- **Brief**
Filter the data below, keeping every line that contains the word "strut". Case counts.
--- Stored records ---
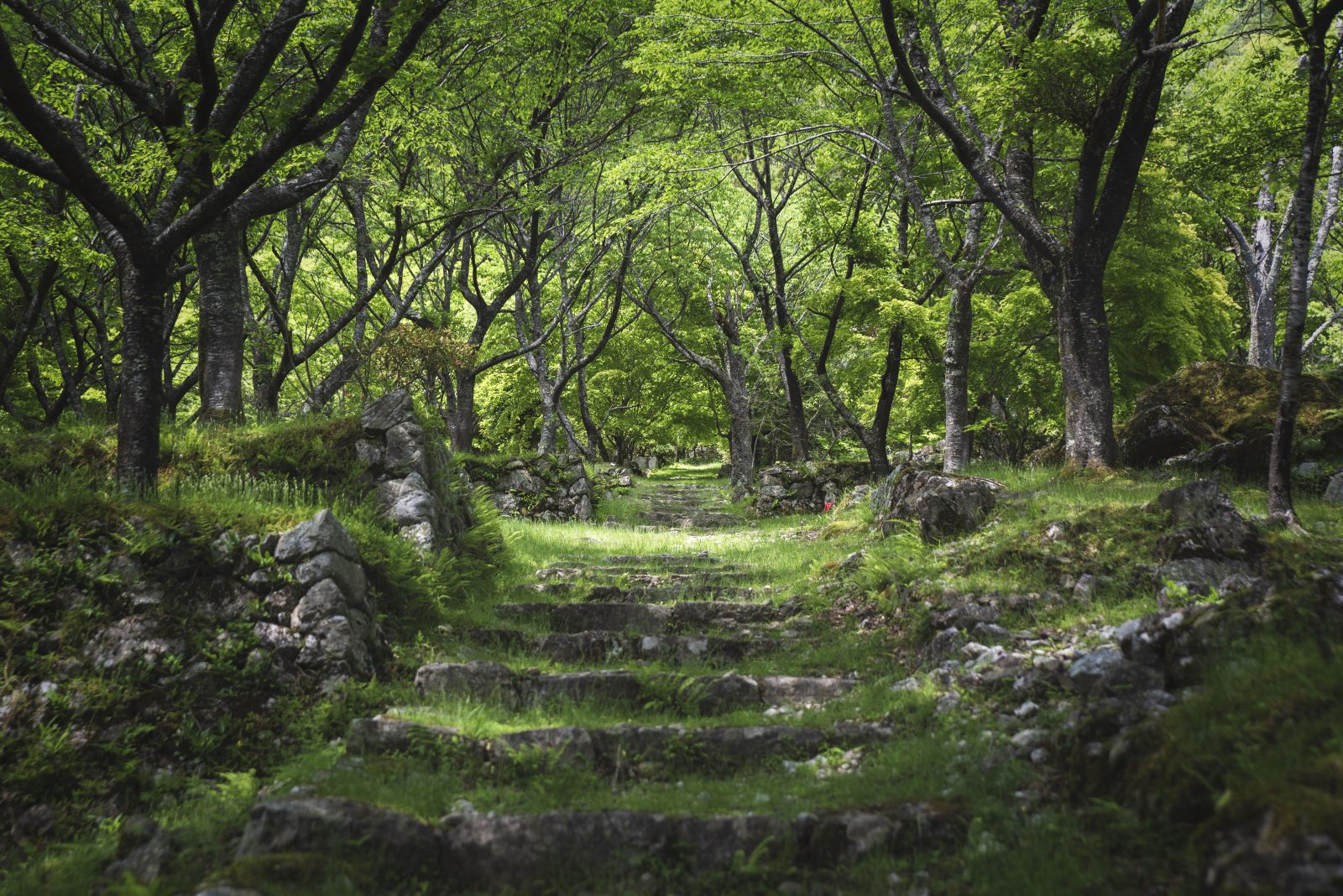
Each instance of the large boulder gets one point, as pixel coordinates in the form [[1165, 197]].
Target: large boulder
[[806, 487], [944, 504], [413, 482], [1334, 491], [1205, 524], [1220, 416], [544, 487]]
---
--- Stored records ---
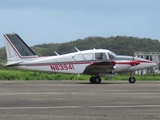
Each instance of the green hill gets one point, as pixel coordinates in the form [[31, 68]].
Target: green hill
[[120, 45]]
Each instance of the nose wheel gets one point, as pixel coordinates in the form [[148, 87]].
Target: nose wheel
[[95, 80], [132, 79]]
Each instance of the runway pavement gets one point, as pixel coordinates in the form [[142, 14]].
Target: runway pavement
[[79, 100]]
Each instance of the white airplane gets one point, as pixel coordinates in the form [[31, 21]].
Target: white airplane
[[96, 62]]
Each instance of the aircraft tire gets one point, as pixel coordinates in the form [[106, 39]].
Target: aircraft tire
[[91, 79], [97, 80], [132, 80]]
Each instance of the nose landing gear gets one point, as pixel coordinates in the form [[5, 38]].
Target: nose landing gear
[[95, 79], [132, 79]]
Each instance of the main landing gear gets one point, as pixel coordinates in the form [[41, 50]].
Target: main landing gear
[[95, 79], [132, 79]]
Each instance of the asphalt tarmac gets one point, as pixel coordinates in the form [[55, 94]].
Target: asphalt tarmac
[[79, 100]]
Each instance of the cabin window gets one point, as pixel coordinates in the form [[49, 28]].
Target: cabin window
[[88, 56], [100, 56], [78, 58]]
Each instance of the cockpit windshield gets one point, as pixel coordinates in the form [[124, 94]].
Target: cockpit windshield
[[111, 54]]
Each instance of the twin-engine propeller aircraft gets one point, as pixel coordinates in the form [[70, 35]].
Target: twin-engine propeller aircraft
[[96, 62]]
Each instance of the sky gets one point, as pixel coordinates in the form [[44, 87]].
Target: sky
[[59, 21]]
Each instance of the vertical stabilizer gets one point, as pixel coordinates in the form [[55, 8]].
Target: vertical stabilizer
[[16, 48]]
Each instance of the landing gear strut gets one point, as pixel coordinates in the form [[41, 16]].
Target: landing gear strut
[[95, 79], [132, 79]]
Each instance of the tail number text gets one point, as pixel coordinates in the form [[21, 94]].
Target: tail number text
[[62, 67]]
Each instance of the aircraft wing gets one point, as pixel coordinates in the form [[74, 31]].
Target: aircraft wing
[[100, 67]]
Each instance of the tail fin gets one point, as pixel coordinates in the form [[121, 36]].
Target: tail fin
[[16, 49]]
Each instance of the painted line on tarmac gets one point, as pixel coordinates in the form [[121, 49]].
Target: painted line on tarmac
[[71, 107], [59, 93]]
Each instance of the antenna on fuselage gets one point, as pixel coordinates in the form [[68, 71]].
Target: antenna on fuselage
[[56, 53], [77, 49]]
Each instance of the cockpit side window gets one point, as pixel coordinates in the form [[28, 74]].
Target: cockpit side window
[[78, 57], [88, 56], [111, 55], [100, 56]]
---
- **Task answer**
Each instance of the landing gear strut gets one point, as pixel coordinates in the form [[41, 16]].
Target: landing gear strut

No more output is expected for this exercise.